Don't look at a Jayco whatever you do!! Mine was eight years old when the black tank started to fall out! The back end dropped because of rot. After investigating the situation I found Jayco cut the hole in the floor twice for the toilet flange but,MUCH WORSE THEY CUT THE PIPE SHORT TO THE BLACK TANK BOOT!!!!! It's been leaking all these years. After sending digital proof the "tech" claimed less than a year of  saturation and that was it. No mention of their faulty work etc. Okay i am mad again. GOOD LUCK WITH YOURS, LOOKS LIKE YOU HAVE CHANCE.


----------



## manley

Well, there is some good news, I guess.  There is no water damage.  The bad news is that there is a  manufacturer's defect in my Keystone Cougar!!!  Apparently, the filon on the outside of the coaches is very thin, and is bonded to luaun plywood, also very thin.  What I perceived to be water damage (and the dealer did the exact thing) is actually an air void.  Where there should be the construction of the nose piece "supporting" that sidewall, the nose piece is about 1" too narrow!

========

(Set tasks):
A) In the RV forum thread, how old was the Jayco when its black tank started to fall out?
B) Write the next part of the RV forum thread, picking up right after its last sentence.
The items after this point aren't needed for anything here.

(Items):
========

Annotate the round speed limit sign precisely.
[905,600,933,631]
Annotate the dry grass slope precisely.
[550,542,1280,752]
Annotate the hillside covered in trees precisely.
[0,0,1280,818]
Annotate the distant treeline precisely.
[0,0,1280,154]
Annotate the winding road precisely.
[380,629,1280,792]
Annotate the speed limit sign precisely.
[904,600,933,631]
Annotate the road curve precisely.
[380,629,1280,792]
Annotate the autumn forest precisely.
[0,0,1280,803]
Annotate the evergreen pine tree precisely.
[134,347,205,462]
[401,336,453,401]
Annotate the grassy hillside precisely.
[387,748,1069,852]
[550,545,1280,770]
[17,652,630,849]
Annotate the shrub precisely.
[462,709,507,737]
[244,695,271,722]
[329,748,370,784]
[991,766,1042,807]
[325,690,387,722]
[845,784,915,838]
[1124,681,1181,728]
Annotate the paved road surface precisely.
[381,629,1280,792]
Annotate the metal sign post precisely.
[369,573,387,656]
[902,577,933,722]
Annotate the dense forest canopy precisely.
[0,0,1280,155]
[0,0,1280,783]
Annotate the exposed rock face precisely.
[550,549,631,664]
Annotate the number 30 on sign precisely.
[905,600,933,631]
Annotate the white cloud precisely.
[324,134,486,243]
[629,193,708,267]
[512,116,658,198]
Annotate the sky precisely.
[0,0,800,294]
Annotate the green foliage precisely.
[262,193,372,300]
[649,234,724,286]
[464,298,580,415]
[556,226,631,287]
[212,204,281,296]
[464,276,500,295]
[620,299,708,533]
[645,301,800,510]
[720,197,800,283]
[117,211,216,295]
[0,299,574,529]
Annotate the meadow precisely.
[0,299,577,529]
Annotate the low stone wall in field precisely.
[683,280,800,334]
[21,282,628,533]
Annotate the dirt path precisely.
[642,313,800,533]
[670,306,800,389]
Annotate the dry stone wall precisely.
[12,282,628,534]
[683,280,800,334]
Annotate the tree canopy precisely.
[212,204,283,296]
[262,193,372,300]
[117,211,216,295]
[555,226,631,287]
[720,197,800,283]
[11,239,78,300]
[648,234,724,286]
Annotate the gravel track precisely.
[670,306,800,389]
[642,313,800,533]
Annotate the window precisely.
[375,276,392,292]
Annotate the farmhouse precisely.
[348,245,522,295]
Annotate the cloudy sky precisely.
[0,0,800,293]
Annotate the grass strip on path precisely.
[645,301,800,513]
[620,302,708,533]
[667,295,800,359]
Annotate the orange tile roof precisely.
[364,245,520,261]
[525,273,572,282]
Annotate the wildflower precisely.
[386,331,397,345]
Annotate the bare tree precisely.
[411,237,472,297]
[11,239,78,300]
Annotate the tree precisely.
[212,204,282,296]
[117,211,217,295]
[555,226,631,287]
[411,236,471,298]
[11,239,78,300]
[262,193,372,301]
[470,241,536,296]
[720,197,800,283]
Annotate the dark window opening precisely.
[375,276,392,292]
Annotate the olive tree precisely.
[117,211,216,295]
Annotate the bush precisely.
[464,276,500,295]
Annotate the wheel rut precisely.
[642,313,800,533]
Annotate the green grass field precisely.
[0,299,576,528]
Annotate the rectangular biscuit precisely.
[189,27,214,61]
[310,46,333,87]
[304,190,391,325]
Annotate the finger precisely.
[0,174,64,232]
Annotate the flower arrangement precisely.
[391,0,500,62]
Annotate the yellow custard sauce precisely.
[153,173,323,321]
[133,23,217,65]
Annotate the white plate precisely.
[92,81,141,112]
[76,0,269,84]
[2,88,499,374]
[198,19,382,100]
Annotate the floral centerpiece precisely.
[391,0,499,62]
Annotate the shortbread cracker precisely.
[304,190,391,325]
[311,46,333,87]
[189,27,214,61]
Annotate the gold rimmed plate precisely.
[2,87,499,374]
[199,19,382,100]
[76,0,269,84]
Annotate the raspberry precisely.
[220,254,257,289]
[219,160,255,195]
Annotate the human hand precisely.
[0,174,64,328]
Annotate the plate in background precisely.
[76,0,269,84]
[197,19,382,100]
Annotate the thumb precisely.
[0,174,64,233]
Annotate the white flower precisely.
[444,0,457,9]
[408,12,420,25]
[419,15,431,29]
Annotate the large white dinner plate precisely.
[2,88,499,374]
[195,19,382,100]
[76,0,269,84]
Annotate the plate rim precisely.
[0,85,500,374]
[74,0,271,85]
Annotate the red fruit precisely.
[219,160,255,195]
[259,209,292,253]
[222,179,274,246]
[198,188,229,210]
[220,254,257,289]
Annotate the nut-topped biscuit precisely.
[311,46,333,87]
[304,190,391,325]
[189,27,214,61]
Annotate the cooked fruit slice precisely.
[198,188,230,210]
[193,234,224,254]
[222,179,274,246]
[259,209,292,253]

========

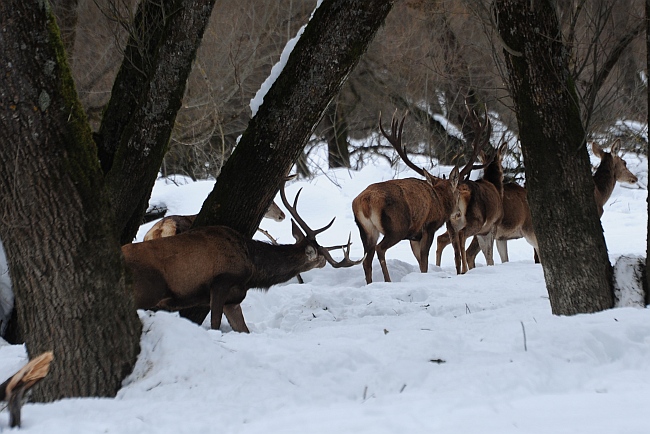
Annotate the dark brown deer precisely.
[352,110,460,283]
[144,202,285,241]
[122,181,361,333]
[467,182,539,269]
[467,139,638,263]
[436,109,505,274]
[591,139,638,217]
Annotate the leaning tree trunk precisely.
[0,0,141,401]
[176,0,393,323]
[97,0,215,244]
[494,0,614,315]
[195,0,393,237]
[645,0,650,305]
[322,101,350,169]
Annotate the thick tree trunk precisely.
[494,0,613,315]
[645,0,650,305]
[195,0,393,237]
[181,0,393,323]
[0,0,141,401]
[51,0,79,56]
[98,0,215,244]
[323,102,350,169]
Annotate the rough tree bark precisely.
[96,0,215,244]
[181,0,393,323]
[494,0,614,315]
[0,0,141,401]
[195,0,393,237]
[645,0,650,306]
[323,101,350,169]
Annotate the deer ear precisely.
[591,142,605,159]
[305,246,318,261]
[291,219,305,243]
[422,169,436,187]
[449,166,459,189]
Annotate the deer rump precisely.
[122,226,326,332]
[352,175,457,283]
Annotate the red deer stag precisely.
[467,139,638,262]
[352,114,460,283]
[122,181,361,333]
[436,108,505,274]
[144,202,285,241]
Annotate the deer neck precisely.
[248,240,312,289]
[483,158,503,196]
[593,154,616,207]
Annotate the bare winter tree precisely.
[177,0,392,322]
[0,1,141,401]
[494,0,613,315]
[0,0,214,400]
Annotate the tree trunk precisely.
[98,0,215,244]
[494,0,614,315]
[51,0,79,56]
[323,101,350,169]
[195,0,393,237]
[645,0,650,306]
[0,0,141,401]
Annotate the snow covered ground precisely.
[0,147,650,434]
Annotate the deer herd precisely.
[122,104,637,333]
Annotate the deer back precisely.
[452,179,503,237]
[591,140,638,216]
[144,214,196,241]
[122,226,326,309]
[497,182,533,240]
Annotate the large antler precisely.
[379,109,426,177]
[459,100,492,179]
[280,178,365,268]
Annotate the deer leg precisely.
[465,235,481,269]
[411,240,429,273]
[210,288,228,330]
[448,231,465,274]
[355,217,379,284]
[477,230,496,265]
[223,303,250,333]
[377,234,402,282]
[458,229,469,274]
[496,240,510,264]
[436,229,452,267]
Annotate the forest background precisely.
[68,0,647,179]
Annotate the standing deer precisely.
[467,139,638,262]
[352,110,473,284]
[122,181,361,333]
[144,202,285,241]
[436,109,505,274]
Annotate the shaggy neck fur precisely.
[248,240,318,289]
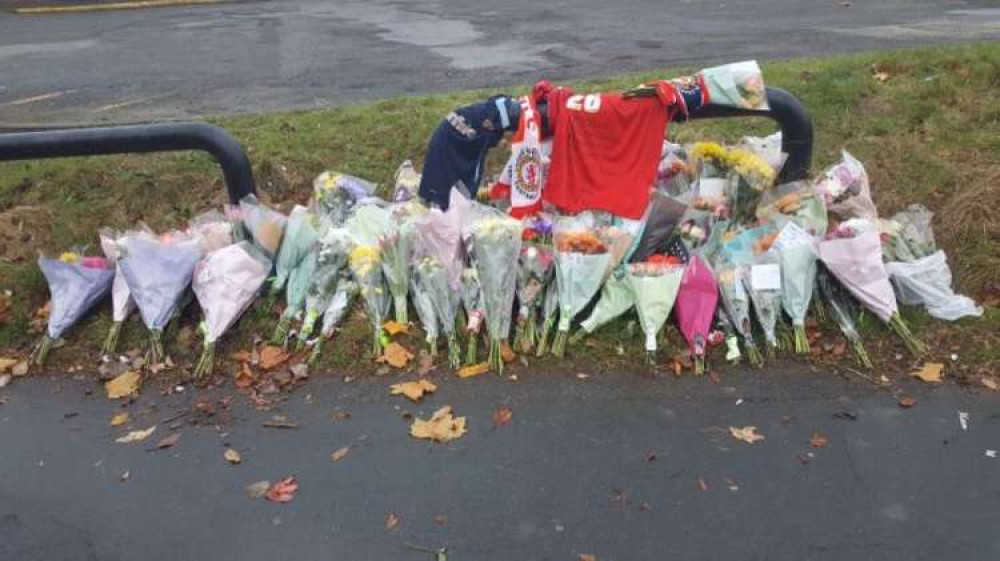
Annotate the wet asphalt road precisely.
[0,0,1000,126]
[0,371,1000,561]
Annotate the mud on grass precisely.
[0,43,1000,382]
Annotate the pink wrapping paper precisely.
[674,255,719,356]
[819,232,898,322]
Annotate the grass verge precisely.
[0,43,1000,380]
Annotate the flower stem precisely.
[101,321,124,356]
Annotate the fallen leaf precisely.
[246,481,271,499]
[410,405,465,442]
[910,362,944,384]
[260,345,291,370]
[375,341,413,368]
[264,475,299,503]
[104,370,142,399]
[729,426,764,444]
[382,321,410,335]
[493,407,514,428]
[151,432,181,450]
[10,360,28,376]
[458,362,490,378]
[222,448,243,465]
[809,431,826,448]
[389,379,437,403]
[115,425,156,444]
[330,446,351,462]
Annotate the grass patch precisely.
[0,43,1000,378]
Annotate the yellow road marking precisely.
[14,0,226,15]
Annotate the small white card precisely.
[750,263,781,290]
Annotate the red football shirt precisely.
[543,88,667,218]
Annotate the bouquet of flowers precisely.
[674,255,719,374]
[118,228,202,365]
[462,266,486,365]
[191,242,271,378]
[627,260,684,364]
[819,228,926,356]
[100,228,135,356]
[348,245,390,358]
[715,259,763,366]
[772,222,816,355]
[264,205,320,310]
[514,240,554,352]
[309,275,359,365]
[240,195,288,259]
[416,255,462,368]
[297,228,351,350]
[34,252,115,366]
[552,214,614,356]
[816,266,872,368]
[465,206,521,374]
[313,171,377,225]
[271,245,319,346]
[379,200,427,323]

========

(Responses to the exercise):
A) Eight years old.

B)
The dealer is being great, I cannot say enough about Mark Ciroli, the service manager at Travel Country RV Center in Lake Park.  He has filed a warranty/manufacturer's defect claim with Keystone, and (if approved) plans to shim the nose piece outward towards the passenger side to fill the air pocket.  He is only asking Keystone for 7 hours labor to perform this task.  Of course, given their (so far) lack of service, he is not sure if they will approve it or not.  The repair will be less than $1,000... they're getting off cheap if you ask me!


----------



## Miguel Cervantes

Hopefully all of this will get squared away without costing you anything.


----------



## manley

Good news, Keystone has approved the repair of the manufacturer's defect.  I cannot say enough about the service manager, Mark Ciroli, at Travel Country RV Center in Lake Park, Georgia.  He has been great, and his help is much appreciated.


----------



## flattop

Glad things are gonna work out for you.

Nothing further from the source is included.